Okuma Metni |
• • • • • • •

Kurmes Dernegi Resmi Web Sitesi

KÜRMEŞ'IN KOMŞU KÖYLERİ 1-Aziz Öz

ORCAN-Çok yüksek olmayan bir dağın eteğine yerleşmiş olan ve duruşuyla insan üzerinde olumlu izlenimler bırakan köy. Alabildiğine taşlık ve sert bir araziye sahip, bir zamanlar insan sesleriyle koyun ve kuzu seslerinin kuş ve böcek sesleriyle birlikte müzikvari bir ahenk oluşturduğu, şimdiyse her tepesinin, her kayanın her ağacın sessizlik ürettiği yer. Üzgün köy. Artık bir öyküsü olmayacak korkusu yaşayan köy. Sanki camı kırık bir pencerenin arkasında sessizce ve de çaresizce bakıyor akıp giden günlere.

• • • • • • •

Veri Bölümü |
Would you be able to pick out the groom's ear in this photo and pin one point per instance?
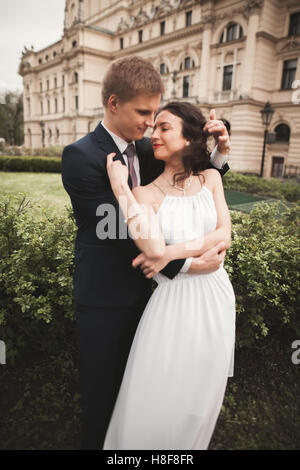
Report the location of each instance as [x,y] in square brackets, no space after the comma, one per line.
[112,103]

• • • • • • •

Çalışma Yönergeleri |
A. Metne göre Orcan'da bugün sessizlik üreten şeyleri sıralayınız.
B. Metne göre aşağıdaki soruları yanıtlayınız.
(i) Orcan nereye yerleşmiştir?
(ii) Köyün arazisi nasıl nitelendirilmiştir?
(iii) Köy hangi korkuyu yaşamaktadır?
C. Metnin "Kurmes Dernegi Resmi" sözlerinden başlayıp "akıp giden günlere." sözleri de dahil olmak üzere olan bölümünü aynen yeniden yazınız.

Çözüm Kümesi |
A.
- Her tepesi
- Her kaya
- Her ağaç

B.
(i) Çok yüksek olmayan bir dağın eteğine.
(ii) Alabildiğine taşlık ve sert.
(iii) Artık bir öyküsü olmayacak korkusunu.

C.
Kurmes Dernegi Resmi Web Sitesi

KÜRMEŞ'IN KOMŞU KÖYLERİ 1-Aziz Öz

ORCAN-Çok yüksek olmayan bir dağın eteğine yerleşmiş olan ve duruşuyla insan üzerinde olumlu izlenimler bırakan köy. Alabildiğine taşlık ve sert bir araziye sahip, bir zamanlar insan sesleriyle koyun ve kuzu seslerinin kuş ve böcek sesleriyle birlikte müzikvari bir ahenk oluşturduğu, şimdiyse her tepesinin, her kayanın her ağacın sessizlik ürettiği yer. Üzgün köy. Artık bir öyküsü olmayacak korkusu yaşayan köy. Sanki camı kırık bir pencerenin arkasında sessizce ve de çaresizce bakıyor akıp giden günlere.